** begin **

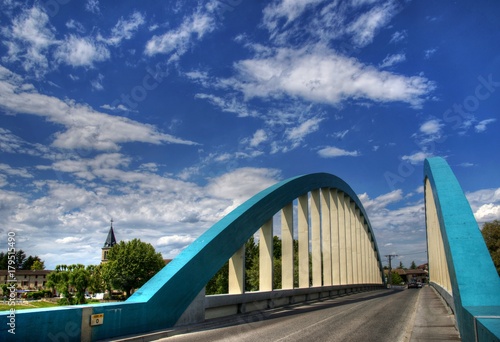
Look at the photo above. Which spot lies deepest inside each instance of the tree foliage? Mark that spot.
(491, 235)
(396, 278)
(22, 262)
(131, 264)
(219, 282)
(66, 278)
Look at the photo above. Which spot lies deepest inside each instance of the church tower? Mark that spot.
(110, 242)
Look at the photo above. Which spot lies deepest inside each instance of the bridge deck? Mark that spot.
(433, 320)
(424, 318)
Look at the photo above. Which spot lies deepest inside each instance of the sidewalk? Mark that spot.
(433, 319)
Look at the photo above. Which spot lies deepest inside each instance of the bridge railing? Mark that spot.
(330, 219)
(460, 266)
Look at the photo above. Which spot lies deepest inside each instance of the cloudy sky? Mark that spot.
(165, 116)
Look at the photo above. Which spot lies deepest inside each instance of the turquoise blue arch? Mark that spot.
(197, 264)
(474, 279)
(163, 299)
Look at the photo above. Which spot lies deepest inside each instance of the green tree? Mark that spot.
(220, 281)
(96, 283)
(79, 279)
(4, 261)
(38, 265)
(58, 280)
(131, 264)
(33, 263)
(396, 278)
(491, 235)
(20, 259)
(66, 277)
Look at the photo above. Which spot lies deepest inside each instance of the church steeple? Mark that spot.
(110, 242)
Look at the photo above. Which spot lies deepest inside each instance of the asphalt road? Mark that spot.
(379, 316)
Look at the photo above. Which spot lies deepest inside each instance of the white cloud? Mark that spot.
(390, 60)
(11, 171)
(481, 126)
(382, 201)
(431, 127)
(398, 36)
(366, 26)
(97, 83)
(175, 241)
(487, 213)
(81, 51)
(259, 137)
(85, 127)
(228, 104)
(75, 25)
(28, 40)
(333, 152)
(340, 135)
(417, 157)
(69, 239)
(322, 75)
(92, 6)
(177, 41)
(485, 204)
(241, 184)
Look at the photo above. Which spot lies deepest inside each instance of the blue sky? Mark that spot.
(165, 116)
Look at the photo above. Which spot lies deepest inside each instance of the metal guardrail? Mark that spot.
(460, 265)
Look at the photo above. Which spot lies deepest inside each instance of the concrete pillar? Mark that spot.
(237, 272)
(334, 224)
(342, 239)
(359, 250)
(365, 253)
(303, 235)
(266, 256)
(326, 237)
(438, 266)
(354, 244)
(287, 247)
(316, 238)
(348, 238)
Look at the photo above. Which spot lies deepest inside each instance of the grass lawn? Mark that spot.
(31, 305)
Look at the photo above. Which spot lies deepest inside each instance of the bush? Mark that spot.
(64, 301)
(39, 294)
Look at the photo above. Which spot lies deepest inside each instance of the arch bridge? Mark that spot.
(337, 253)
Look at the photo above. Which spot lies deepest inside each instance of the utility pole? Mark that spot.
(389, 276)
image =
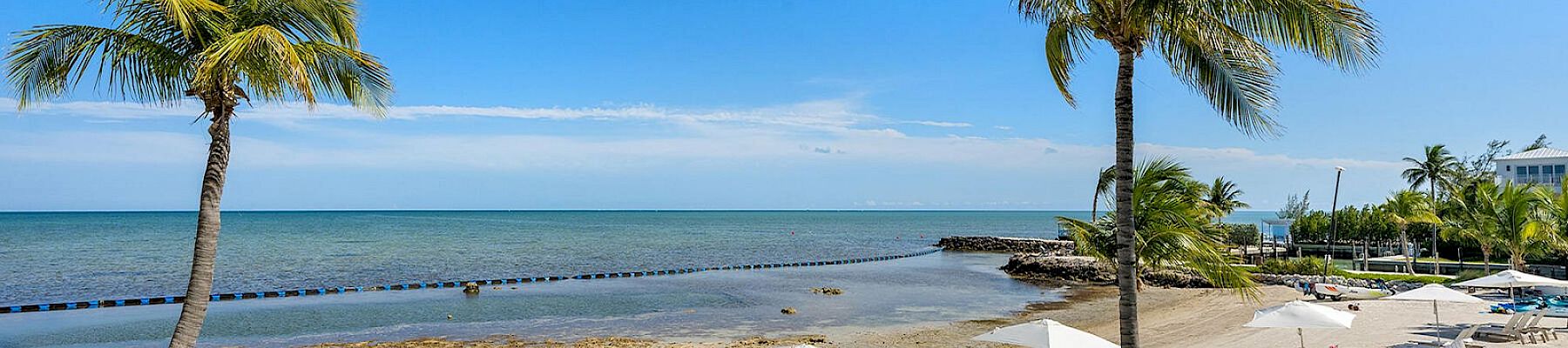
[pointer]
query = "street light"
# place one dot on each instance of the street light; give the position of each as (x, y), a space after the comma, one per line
(1333, 223)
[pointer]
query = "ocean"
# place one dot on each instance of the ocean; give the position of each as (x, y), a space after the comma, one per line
(86, 256)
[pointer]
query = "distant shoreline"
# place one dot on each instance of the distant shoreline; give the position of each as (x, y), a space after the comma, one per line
(305, 211)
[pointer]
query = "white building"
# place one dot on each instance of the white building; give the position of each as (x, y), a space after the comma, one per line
(1540, 166)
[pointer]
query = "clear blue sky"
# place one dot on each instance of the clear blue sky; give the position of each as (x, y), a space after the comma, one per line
(778, 105)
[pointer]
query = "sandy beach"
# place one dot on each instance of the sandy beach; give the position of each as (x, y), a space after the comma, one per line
(1170, 317)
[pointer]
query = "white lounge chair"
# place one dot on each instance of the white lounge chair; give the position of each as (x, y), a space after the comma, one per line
(1513, 330)
(1458, 340)
(1536, 328)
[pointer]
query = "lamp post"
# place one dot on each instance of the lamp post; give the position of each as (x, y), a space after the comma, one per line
(1333, 223)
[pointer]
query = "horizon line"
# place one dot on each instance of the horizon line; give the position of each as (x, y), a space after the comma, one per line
(262, 211)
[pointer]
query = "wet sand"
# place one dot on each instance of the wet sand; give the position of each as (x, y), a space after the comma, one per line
(1170, 317)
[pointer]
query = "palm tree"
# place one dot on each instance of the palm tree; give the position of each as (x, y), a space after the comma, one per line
(1409, 207)
(1101, 187)
(1175, 229)
(1468, 220)
(1554, 211)
(1436, 168)
(217, 52)
(1223, 197)
(1517, 213)
(1219, 47)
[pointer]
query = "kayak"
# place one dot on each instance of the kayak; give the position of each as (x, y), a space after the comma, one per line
(1346, 292)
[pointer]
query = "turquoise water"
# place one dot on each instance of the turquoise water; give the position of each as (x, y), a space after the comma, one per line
(49, 258)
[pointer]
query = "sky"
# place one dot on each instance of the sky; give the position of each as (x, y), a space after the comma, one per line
(780, 104)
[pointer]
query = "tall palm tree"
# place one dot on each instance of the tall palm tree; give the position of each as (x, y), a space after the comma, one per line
(1223, 197)
(1107, 176)
(1219, 47)
(217, 52)
(1554, 211)
(1436, 168)
(1468, 220)
(1517, 212)
(1173, 221)
(1409, 207)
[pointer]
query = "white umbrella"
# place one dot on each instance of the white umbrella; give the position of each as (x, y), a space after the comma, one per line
(1301, 316)
(1435, 293)
(1044, 334)
(1512, 279)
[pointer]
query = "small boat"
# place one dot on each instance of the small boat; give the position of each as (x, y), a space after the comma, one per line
(1346, 292)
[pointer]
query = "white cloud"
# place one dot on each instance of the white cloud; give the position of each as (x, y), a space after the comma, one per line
(941, 124)
(817, 134)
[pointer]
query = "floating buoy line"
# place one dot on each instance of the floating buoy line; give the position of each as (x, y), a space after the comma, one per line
(413, 285)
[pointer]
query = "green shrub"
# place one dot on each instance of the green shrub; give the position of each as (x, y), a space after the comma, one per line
(1311, 267)
(1305, 265)
(1468, 275)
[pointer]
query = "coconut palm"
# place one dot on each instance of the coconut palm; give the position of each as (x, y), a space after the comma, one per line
(1173, 228)
(1219, 47)
(1222, 197)
(1466, 211)
(1554, 209)
(1101, 187)
(1517, 213)
(1436, 168)
(1409, 207)
(217, 52)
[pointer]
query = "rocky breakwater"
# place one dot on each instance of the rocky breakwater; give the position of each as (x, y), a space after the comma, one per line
(1082, 269)
(1299, 279)
(1079, 269)
(1007, 244)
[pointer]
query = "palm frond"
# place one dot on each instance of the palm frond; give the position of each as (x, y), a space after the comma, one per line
(1335, 31)
(264, 58)
(49, 60)
(1231, 70)
(347, 74)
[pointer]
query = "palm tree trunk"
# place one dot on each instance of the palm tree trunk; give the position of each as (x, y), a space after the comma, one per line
(1403, 248)
(207, 223)
(1485, 256)
(1126, 238)
(1436, 265)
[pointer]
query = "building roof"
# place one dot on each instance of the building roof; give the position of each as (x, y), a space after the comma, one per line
(1536, 154)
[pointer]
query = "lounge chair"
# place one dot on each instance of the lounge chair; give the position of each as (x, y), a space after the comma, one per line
(1458, 340)
(1536, 328)
(1515, 328)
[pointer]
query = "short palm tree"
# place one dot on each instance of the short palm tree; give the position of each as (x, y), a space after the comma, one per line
(1517, 212)
(1219, 47)
(1409, 207)
(217, 52)
(1436, 168)
(1173, 224)
(1554, 209)
(1466, 220)
(1223, 197)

** end **

__TASK TO COMPLETE__: All of the records need repeating exactly, except for the pictures.

__EXPECTED ANSWER__:
Look at the photo above. Which spot lies deepest inside each instance of the tree foliage? Mark that spot.
(491, 235)
(396, 278)
(22, 262)
(131, 264)
(219, 282)
(66, 278)
Look at the photo above. Which spot lies deepest inside each instance of the church tower? Mark that spot.
(110, 242)
Look at the photo above. Which spot lies deepest inside each instance of the bridge deck? Mark that spot.
(433, 320)
(424, 318)
Look at the photo above. Which spot lies deepest inside each instance of the sidewalk? Mark that spot.
(433, 319)
Look at the photo above. Which spot lies deepest inside each instance of the bridge railing? Mark that spot.
(330, 219)
(460, 266)
Look at the photo above. Which spot lies deepest inside each instance of the cloudy sky? Mark that spot.
(165, 116)
Look at the photo above. Which spot lies deepest inside each instance of the turquoise blue arch? Mark that spot.
(197, 264)
(474, 279)
(163, 299)
Look at the photo above. Which spot lies deepest inside each instance of the green tree? Mark that spot.
(220, 281)
(96, 283)
(79, 279)
(4, 261)
(38, 265)
(58, 280)
(131, 264)
(33, 263)
(396, 278)
(491, 235)
(20, 259)
(66, 277)
Look at the photo above. Which spot lies deepest inside each instance of the church steeple? Mark that spot.
(110, 242)
Look at the photo above. Which spot lies deepest inside each instance of the asphalt road? Mark that spot.
(379, 316)
Look at the photo above. Which spot lies deepest inside each instance of the white cloud? Mark that spot.
(390, 60)
(11, 171)
(481, 126)
(382, 201)
(431, 127)
(398, 36)
(366, 26)
(97, 83)
(175, 241)
(487, 213)
(81, 51)
(259, 137)
(85, 127)
(228, 104)
(75, 25)
(28, 40)
(333, 152)
(340, 135)
(417, 157)
(69, 239)
(322, 75)
(92, 6)
(177, 41)
(485, 204)
(241, 184)
Look at the photo above. Which spot lies deepest inside each instance of the blue sky? Mark that spot.
(165, 116)
Look at the photo above. Which spot lies deepest inside each instance of the metal guardrail? Mark that spot.
(460, 265)
Look at the photo above. Which spot lies deepest inside each instance of the concrete pillar? Mark that spot.
(237, 272)
(334, 224)
(342, 239)
(359, 250)
(365, 253)
(303, 235)
(266, 256)
(326, 237)
(438, 266)
(354, 244)
(287, 247)
(316, 238)
(348, 238)
Look at the photo above. Which spot lies deepest inside each instance of the grass lawn? Mark that spot.
(31, 305)
Look at the photo above. Which spot lies deepest inside each instance of the bush? Mark that spot.
(64, 301)
(39, 294)
Look at the photo above. Which spot lies deepest inside each instance of the arch bridge? Mark that spot.
(337, 253)
Look at the photo above. Which spot lies deepest inside each instance of the utility pole? Mark that spot.
(389, 276)
image =
[pointer]
query = "street light"
# place one dot on each instance of the street light; give the position of each as (x, y), a space after the comma, one per line
(1333, 223)
[pointer]
query = "ocean"
# place one dot on each instance of the ocean; give the position of each as (x, y), a space after the comma, one per line
(86, 256)
[pointer]
query = "distant shoreline"
# place one dot on each instance of the distant shoreline; give the position of each as (x, y), a space after the comma, one per line
(305, 211)
[pointer]
query = "white building"
# place one dot on each instance of the white building; give the position of each as (x, y), a space after the comma, one per line
(1540, 166)
[pointer]
query = "clear blue sky"
# place one dot on each instance of the clear blue sky; give the position of each as (x, y), a space after the comma, one per line
(778, 105)
[pointer]
query = "sandy beach"
# place one dot on each instance of the sandy beach; give the position of each as (x, y), a space after the comma, one per line
(1170, 317)
[pointer]
query = "white lounge chair"
# place one dot on each instance of the white lounge chair; give the position of each as (x, y), a space after the comma, one per line
(1513, 330)
(1458, 340)
(1536, 328)
[pointer]
query = "lamp post"
# place one dot on each instance of the lamp post; give the position of each as (x, y), a space after the comma, one per line
(1333, 223)
[pointer]
query = "horizon line"
# place one dot on each instance of the horizon line; give the position of each as (x, y), a space after the comma, one per line
(262, 211)
[pointer]
query = "wet sand"
# place one dot on each instance of the wet sand; give the position of each as (x, y), a space after the comma, one per line
(1170, 317)
[pointer]
query = "palm tree"
# place one dot on each instance of the palm tree; give the position of each as (x, y), a space after the comma, one per line
(1409, 207)
(1101, 187)
(1175, 229)
(1468, 220)
(1554, 211)
(1436, 168)
(217, 52)
(1223, 197)
(1517, 213)
(1219, 47)
[pointer]
query = "kayak"
# place one dot on each instance of the kayak; give the position of each as (x, y), a space after the comma, one per line
(1346, 292)
[pointer]
query = "turquoise water"
# place one dot on each instance of the turquoise water; give the position of each as (x, y), a space after the comma, one per line
(49, 258)
[pointer]
query = "sky"
# place one dot on each instance of the sky; give the position of each as (x, y), a space after the comma, one per line
(780, 104)
[pointer]
query = "tall palm tree"
# place one dot on each instance of the tall palm tree; give the position of each as (x, y), a space after the comma, one per line
(1223, 197)
(1107, 176)
(1219, 47)
(217, 52)
(1554, 211)
(1436, 168)
(1468, 220)
(1517, 212)
(1173, 221)
(1409, 207)
[pointer]
query = "white umbrella"
# place one dot on each instance of the white umbrella; give the position of each as (x, y), a space after the comma, one per line
(1301, 316)
(1435, 293)
(1044, 334)
(1512, 279)
[pointer]
query = "small boat"
# place one dot on each instance of the small boat; give the position of each as (x, y), a space after the comma, one per line
(1346, 292)
[pointer]
query = "white cloud"
# place one dot on each instance of the white cloud; give the position of each as (x, y), a space after the comma, one per line
(941, 124)
(817, 134)
[pointer]
query = "floating buoy line"
# place one dot on each instance of the floating buoy line; give the position of each as (x, y), a space after the comma, one per line
(413, 285)
[pointer]
query = "green shrub"
# place one dot on each instance of the green shrub; give the position of each as (x, y), a space after the comma, one per line
(1311, 267)
(1305, 265)
(1468, 275)
[pointer]
query = "coconut palm"
# place one dot on each instance of the coconut palm; give the position of each as (x, y), a space after the comma, one per line
(1173, 228)
(1219, 47)
(1222, 197)
(1466, 211)
(1554, 209)
(1101, 187)
(1517, 213)
(1436, 168)
(1409, 207)
(217, 52)
[pointer]
query = "rocky breakwater"
# place one dot on each instance of the rocky breakwater; give the position of each as (x, y), a space after the comma, one per line
(1082, 269)
(1299, 279)
(1079, 269)
(1007, 244)
[pointer]
query = "palm frond"
# place one dot on each instance of the palm frond; give the position of each as (x, y), a space after the comma, one per line
(1335, 31)
(264, 58)
(49, 60)
(1231, 70)
(347, 74)
[pointer]
query = "palm tree trunk"
# place one dot on each instance of the palm tree trunk; give the position of each as (x, y), a space after the comma, one per line
(1403, 248)
(207, 223)
(1485, 256)
(1126, 238)
(1436, 265)
[pointer]
query = "building roof"
# place one dot on each instance of the building roof; give the position of each as (x, y), a space after the comma, one per line
(1536, 154)
[pointer]
query = "lounge chair"
# place one dot on each instance of the lounge chair; give the position of each as (x, y), a space after the comma, one per line
(1458, 340)
(1536, 328)
(1515, 328)
[pointer]
query = "short palm tree"
# place one dot on each instance of the short palm tree; give the position of each as (x, y), a space after the comma, one per line
(1517, 212)
(1219, 47)
(1409, 207)
(217, 52)
(1436, 168)
(1173, 224)
(1554, 209)
(1466, 220)
(1223, 197)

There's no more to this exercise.